**WHAT IS EXPECTED**
Find every line in the material below that contains the word "yellow" and copy each of those lines in full. Matching is case-sensitive.

**DATASET RECORDS**
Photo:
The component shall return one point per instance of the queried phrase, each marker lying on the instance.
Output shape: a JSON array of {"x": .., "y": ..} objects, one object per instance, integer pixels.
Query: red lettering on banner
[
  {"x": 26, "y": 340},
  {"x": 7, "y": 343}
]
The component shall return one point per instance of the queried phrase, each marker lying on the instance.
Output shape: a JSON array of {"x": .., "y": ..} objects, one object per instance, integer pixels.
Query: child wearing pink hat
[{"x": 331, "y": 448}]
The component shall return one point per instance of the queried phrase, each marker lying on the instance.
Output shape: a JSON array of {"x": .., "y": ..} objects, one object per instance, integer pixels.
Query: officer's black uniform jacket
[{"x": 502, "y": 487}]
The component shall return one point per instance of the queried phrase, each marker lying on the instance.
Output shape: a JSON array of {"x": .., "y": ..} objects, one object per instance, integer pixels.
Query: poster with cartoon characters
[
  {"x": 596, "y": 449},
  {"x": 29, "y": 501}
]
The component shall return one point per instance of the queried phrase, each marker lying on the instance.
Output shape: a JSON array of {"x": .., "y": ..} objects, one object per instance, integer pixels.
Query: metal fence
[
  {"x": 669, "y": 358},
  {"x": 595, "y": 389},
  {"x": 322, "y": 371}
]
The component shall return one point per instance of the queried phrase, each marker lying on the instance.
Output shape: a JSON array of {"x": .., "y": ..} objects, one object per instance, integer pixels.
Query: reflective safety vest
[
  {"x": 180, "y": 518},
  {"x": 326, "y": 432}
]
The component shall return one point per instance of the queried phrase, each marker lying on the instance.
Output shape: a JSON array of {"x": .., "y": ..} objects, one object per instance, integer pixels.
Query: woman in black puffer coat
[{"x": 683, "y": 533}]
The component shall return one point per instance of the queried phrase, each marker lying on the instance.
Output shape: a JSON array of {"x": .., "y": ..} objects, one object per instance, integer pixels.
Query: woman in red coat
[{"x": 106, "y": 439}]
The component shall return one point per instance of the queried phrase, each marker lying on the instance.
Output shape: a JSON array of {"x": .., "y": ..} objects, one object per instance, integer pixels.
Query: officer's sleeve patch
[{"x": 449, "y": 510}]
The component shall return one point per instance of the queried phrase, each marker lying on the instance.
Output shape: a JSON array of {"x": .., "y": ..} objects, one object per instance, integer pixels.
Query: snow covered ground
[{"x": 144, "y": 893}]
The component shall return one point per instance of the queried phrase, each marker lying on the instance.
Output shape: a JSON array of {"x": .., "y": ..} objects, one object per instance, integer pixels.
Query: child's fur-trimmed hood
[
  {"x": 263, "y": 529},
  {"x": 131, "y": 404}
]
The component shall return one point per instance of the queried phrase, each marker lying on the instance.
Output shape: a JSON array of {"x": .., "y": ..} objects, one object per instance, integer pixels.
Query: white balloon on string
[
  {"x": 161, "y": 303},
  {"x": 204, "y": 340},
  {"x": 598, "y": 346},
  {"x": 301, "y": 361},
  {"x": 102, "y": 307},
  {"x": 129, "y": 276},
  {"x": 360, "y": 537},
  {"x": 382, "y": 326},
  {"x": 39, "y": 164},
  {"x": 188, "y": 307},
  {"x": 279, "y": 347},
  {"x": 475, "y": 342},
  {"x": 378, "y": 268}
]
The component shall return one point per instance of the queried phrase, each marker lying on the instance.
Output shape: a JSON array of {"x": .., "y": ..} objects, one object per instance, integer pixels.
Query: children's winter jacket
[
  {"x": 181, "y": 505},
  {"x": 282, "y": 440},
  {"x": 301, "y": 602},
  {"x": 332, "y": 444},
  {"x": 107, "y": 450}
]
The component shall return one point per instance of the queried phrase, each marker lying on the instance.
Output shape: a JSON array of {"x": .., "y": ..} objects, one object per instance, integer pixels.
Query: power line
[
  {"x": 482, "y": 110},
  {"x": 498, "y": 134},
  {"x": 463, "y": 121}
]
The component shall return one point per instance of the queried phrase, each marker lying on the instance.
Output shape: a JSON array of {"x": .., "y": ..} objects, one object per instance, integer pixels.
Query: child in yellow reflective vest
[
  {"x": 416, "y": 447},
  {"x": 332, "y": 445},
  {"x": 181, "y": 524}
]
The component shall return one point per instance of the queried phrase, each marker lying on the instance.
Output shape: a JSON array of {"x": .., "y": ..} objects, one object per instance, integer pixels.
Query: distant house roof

---

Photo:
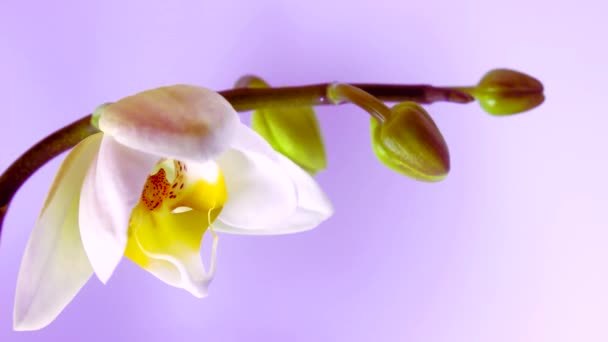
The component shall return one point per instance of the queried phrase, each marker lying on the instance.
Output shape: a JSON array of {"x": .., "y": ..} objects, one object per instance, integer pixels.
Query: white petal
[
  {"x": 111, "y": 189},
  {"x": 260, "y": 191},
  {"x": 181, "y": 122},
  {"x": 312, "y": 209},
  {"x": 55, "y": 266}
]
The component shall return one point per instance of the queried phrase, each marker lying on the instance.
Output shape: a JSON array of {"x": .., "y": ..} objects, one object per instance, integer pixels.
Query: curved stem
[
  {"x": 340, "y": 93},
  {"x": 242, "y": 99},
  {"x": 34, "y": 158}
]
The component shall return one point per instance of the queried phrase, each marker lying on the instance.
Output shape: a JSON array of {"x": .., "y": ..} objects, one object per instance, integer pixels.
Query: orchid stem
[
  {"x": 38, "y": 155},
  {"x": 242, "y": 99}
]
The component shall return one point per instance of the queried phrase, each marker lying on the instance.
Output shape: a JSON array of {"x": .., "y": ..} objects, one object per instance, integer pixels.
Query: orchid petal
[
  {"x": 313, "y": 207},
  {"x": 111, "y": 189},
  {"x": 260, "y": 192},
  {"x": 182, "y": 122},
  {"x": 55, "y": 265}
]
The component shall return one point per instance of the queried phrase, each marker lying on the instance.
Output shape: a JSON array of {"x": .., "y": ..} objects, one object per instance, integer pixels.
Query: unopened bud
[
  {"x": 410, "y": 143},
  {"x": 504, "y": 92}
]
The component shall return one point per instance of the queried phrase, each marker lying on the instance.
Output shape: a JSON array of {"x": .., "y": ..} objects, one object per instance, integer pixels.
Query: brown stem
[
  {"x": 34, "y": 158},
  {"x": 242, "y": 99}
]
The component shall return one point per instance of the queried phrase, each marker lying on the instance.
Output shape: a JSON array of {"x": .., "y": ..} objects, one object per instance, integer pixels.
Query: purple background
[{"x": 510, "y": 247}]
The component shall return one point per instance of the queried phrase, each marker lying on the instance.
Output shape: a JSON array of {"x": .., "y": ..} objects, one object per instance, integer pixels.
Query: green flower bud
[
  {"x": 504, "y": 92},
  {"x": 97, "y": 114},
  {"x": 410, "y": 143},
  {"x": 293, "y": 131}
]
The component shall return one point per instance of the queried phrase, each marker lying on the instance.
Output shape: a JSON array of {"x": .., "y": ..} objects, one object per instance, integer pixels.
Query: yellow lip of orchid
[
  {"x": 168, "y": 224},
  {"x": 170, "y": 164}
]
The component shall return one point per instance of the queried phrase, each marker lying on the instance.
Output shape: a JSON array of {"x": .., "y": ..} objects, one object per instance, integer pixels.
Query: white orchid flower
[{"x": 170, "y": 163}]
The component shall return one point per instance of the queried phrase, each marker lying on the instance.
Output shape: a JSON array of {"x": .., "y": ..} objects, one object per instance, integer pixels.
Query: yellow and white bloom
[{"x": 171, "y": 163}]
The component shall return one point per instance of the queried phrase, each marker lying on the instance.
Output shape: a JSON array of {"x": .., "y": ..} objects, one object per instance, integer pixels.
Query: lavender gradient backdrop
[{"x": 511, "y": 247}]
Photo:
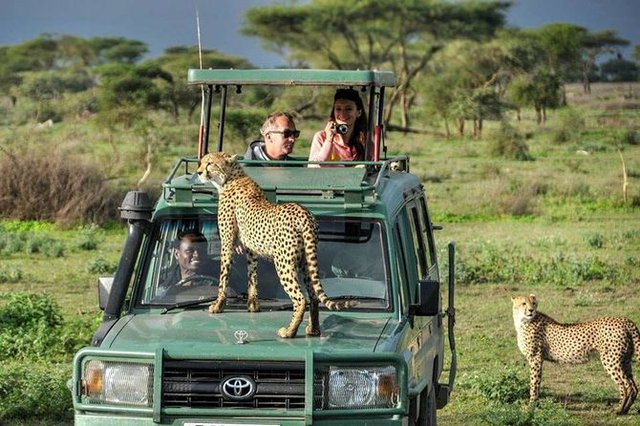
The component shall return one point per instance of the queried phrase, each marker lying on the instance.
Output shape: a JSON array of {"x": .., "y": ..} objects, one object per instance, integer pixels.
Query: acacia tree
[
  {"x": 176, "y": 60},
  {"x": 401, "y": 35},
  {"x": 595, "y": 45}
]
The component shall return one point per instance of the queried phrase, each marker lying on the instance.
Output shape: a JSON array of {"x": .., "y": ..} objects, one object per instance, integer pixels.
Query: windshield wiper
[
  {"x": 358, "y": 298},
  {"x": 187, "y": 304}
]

**EXERCISE ANSWER**
Query: child in yellow reflective vest
Query: yellow lip of orchid
Query: yellow and white bloom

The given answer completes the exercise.